According to the golf article, for how many weeks in 2014 did Patrick Rodgers sit atop the amateur rankings?

__SELECTED TEXT__

○ ○ ○ ○ ○

Charles Schwab Challenge

Colonial Country Club



Takeaways

Tour pros battling for Masters invitation, first PGA Tour wins in San Antonio

1478860619

Alex Bierens de Haan

As the saying goes, “Everything is bigger in Texas.”

And while the first men’s major of the year is not until next week, the pressure to earn the final invitation to the Masters is never bigger than Sunday afternoon at the Valero Texas Open. Several tour pros jockeyed for position Saturday afternoon in San Antonio, with Patrick Rodgers (71) inching in front of the field at 12 under par. He has a one-shot lead into the final round.

Corey Conners (69) is his closest challenger, while Matt Kuchar (69) is three strokes behind and Sam Stevens (68) and Chris Kirk (69) are at eight under par, four behind Rodgers. Of that group, only Conners—by several criteria—and Kirk—via his Honda Classic win in February—already have a tee time in Augusta Thursday.

The man they’re all chasing, Rodgers, is hoping for a double dip of sorts on Sunday. The 30-year-old was a highly touted amateur, sitting atop the amateur rankings for 16 weeks in 2014 and matching Tiger Woods’ school-record 11 wins while playing college golf at Stanford. Yet after turning professional in 2014, he has just one win under his belt, on what is now the Korn Ferry Tour. A player’s first win on the PGA Tour is always life-changing, but with more than $1.6 million going to the winner this week and an invitation to the Masters, the feeling is there’s just a bit more on the line this week.

○ ○ ○ ○ ○

__INFORMATION SUPPLIED__

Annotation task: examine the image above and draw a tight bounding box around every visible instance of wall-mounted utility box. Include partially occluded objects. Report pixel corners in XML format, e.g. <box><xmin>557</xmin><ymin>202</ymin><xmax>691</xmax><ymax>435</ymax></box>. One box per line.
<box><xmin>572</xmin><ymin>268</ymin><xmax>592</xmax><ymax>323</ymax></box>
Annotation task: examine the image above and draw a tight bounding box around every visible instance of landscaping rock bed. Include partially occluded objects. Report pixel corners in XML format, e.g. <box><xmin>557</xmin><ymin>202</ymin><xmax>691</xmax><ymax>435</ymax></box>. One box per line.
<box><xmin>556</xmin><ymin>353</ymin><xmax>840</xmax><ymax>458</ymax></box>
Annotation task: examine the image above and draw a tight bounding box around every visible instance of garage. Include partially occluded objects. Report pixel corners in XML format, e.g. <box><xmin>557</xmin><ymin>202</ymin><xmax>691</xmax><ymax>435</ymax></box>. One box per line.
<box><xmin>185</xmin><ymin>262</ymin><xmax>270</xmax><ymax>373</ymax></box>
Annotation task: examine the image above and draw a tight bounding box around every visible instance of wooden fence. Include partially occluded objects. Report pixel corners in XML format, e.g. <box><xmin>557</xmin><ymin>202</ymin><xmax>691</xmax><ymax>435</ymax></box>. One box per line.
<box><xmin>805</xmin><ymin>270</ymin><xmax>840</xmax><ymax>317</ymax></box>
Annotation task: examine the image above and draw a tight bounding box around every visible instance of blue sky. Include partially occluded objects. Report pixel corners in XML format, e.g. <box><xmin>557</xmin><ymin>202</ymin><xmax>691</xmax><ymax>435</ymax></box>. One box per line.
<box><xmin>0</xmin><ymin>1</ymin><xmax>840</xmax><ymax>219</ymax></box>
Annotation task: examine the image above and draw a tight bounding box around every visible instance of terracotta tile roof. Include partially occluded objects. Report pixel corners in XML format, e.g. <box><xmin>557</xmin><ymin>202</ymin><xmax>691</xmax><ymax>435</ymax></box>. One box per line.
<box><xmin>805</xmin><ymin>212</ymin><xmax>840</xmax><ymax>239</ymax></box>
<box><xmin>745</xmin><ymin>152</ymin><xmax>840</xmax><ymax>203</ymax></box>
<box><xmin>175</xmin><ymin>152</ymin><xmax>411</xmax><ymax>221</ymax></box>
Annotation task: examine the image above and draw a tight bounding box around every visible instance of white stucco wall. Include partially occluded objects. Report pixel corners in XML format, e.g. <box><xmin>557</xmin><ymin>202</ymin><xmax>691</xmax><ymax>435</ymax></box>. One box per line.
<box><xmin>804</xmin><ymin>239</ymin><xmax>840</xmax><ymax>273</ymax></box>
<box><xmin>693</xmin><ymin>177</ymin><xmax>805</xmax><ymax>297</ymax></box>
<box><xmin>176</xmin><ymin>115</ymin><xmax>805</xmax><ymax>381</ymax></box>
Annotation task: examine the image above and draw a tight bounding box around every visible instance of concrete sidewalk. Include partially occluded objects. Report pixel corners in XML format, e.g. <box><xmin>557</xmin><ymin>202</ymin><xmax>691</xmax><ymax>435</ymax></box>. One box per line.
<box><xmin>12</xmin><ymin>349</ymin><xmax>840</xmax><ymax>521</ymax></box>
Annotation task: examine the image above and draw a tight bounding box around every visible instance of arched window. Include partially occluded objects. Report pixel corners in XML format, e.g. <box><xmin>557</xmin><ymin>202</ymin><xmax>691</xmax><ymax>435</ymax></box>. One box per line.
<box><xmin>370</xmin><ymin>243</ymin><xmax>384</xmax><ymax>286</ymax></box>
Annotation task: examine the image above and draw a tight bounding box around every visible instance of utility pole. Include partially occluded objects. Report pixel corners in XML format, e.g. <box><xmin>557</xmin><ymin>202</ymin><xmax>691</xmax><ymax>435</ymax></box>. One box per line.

○ ○ ○ ○ ○

__COMPLETED TASK__
16 weeks